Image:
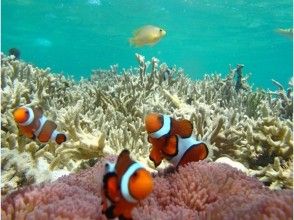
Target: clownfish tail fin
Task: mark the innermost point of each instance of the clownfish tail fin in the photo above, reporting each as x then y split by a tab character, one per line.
183	128
60	138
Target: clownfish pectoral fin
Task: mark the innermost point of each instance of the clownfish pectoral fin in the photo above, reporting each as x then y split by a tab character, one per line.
38	111
123	162
194	153
182	127
155	156
111	186
60	138
47	130
171	147
26	132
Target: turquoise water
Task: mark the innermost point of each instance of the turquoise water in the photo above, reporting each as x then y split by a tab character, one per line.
74	37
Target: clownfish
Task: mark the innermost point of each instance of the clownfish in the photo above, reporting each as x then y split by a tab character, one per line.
33	124
124	184
172	140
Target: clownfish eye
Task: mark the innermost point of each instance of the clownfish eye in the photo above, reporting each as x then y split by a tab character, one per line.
135	174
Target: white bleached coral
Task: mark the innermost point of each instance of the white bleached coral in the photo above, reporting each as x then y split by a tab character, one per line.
106	113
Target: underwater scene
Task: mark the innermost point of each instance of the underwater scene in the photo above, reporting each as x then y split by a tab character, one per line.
178	109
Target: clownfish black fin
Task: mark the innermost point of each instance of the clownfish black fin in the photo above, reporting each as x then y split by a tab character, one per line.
110	186
121	217
109	212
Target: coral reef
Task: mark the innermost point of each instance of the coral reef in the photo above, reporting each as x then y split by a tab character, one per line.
105	113
199	190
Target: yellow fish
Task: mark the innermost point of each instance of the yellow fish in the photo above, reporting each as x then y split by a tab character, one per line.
287	32
147	35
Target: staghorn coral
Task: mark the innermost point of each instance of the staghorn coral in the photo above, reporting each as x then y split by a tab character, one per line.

****************

## DIRECTIONS
Restate all of the material word for word, leaving every picture out.

## RESPONSE TO THIS EXERCISE
Image:
Target: clownfish tail fin
Task: mark the innermost point of each instance of the clownfish tail fin in the photo above, reporting each as x then y split by a tab character, one per line.
183	128
60	138
Target: clownfish pectoral fin
Task: mark the innermost point of each instance of the clownfish pectoral fin in the photo above, reporting each as x then y split by a tab character, one per line.
38	111
123	162
194	153
182	127
155	156
111	186
60	138
47	130
171	147
26	132
Target: turquoise water
Task: mark the innermost point of each instance of the turquoise water in the photo above, reporting each as x then y split by a tab character, one per line.
74	37
Target: clownfish
Task: mark the innermost point of each instance of the clownfish in the photo above, reporting each as x then y split by a tab character, one per line.
33	124
124	184
172	140
Target: clownfish eye
Task: mark the innermost point of each instance of the clownfish eye in the photo above, reporting each as x then y split by a tab character, one per line.
135	174
Target: white bleached coral
Task: mark the innermost point of each instance of the white bleached coral in the photo above, reporting each as x then y split by a tab character, one per line.
106	113
Target: underwater scene
Task: mark the innermost point of each instance of the underwater scene in the photo above, reporting each as x then y split by a tab character, one per line.
178	109
Target: clownfish black fin
Task: mark the innermost point of each instance of the clownfish black fin in the photo above, reporting each as x then y split by a tab character, one per line.
110	186
121	217
109	212
Target: coral reef
Task: mark the innermost point of each instance of the coral reef in the photo above, reporting each as x then y split by a tab character, one per line.
105	113
199	190
Target: yellow fish
Task: mark the innermost point of each instance of the yellow fish in the photo above, reporting each as x then y split by a tab character, one per line.
287	32
147	35
Target: staghorn coral
Task: mark the innermost point of each instance of the staghorn coral in the photo above, reporting each as x then y split by a tab character, one per line.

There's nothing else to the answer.